* Action item
Go through the listing below and state how many lines hold the word "wooden", giving only the number.

* Material provided
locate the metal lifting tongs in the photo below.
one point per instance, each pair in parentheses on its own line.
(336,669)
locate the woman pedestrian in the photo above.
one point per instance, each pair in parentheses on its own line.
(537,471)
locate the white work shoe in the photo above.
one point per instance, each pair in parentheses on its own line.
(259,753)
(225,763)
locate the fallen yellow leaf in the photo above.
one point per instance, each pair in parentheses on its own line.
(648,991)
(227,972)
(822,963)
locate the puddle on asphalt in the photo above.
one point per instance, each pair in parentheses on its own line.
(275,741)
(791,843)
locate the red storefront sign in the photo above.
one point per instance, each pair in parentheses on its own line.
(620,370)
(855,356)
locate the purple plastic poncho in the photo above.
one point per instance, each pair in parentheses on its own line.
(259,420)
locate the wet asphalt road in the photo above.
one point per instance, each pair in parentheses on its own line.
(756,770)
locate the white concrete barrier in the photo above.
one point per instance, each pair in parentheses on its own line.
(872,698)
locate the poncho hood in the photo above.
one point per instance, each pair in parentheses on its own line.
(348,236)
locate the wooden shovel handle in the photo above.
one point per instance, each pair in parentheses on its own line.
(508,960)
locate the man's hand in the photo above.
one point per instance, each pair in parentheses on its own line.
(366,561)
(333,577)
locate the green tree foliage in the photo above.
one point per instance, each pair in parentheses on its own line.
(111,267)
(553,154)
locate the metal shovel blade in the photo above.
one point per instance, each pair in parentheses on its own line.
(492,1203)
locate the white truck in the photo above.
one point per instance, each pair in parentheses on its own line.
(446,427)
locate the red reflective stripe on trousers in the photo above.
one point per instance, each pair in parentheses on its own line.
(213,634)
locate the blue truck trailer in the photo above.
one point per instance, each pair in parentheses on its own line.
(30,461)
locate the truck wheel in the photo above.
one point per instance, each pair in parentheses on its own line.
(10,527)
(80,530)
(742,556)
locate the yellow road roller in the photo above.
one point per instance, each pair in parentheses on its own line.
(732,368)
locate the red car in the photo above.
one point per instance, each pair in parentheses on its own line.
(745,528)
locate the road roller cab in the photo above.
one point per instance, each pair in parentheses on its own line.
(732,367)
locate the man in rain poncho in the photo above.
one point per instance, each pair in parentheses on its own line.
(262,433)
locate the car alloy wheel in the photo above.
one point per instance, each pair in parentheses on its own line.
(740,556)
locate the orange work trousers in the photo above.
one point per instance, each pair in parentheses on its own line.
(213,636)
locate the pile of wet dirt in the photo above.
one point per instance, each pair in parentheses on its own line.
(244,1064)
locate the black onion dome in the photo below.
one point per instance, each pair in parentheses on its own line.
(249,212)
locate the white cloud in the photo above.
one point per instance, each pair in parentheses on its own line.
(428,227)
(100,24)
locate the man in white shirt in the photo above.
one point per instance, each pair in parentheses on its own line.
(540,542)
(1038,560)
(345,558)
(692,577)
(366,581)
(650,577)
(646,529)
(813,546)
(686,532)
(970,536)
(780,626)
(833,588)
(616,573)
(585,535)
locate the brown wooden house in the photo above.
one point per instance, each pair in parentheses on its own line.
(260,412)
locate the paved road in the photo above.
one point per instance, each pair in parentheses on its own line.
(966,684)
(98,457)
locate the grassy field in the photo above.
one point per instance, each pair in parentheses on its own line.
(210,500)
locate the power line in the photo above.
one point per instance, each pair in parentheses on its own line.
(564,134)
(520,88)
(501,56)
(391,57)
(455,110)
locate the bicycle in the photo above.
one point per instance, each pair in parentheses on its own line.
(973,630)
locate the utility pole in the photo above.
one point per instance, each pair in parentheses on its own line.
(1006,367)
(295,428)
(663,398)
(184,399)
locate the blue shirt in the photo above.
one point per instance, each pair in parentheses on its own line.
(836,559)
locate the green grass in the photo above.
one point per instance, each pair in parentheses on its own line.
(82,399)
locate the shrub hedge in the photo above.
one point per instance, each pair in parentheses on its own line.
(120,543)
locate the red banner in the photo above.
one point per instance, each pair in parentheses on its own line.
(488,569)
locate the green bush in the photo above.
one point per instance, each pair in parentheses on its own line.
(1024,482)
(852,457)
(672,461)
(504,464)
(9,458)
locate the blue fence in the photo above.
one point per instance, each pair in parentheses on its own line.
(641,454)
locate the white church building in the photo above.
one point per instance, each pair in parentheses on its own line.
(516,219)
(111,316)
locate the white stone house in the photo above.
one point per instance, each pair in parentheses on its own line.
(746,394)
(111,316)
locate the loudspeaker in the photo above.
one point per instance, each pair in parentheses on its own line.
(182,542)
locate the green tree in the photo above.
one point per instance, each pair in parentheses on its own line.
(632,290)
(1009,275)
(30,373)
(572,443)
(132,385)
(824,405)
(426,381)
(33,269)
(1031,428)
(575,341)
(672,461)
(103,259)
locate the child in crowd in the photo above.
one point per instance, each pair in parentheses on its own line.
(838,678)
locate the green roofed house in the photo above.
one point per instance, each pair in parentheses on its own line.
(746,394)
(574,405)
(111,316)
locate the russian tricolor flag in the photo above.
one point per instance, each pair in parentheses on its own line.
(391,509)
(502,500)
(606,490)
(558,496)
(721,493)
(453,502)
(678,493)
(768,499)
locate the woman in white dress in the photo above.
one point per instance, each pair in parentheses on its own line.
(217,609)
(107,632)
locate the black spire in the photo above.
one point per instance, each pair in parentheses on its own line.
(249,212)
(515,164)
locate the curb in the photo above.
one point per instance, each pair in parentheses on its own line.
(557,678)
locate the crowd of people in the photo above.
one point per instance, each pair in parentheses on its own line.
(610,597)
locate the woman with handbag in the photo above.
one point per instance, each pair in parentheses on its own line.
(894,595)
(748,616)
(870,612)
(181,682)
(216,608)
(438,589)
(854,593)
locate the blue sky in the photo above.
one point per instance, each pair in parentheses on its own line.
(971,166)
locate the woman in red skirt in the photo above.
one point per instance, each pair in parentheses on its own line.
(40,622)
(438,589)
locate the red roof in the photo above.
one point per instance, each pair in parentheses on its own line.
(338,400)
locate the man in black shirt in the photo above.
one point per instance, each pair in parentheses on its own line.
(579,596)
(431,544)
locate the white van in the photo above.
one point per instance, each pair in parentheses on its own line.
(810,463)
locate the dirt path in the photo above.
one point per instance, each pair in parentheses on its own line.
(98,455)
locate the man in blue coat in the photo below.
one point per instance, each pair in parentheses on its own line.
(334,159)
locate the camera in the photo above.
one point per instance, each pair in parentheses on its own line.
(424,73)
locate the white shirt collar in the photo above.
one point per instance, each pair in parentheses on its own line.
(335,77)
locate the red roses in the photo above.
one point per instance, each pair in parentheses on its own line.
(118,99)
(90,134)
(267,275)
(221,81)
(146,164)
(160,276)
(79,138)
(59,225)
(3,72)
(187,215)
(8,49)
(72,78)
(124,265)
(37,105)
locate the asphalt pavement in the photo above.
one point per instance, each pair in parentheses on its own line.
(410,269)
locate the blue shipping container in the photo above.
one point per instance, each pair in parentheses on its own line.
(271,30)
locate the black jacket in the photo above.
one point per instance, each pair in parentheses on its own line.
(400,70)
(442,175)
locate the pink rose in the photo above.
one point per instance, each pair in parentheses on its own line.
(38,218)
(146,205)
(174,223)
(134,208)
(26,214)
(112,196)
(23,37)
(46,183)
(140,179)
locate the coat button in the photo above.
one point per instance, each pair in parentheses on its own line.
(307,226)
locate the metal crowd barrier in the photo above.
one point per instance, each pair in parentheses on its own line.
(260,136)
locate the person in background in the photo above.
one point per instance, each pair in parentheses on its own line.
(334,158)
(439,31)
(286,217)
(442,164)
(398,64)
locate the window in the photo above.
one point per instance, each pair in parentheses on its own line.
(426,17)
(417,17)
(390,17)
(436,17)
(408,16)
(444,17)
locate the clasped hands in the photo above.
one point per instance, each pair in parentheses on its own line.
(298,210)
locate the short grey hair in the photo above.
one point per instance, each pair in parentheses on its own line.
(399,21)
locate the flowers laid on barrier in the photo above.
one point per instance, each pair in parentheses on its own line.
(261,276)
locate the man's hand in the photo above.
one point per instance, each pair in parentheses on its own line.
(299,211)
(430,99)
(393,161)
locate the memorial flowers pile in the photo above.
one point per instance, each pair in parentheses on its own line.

* Task response
2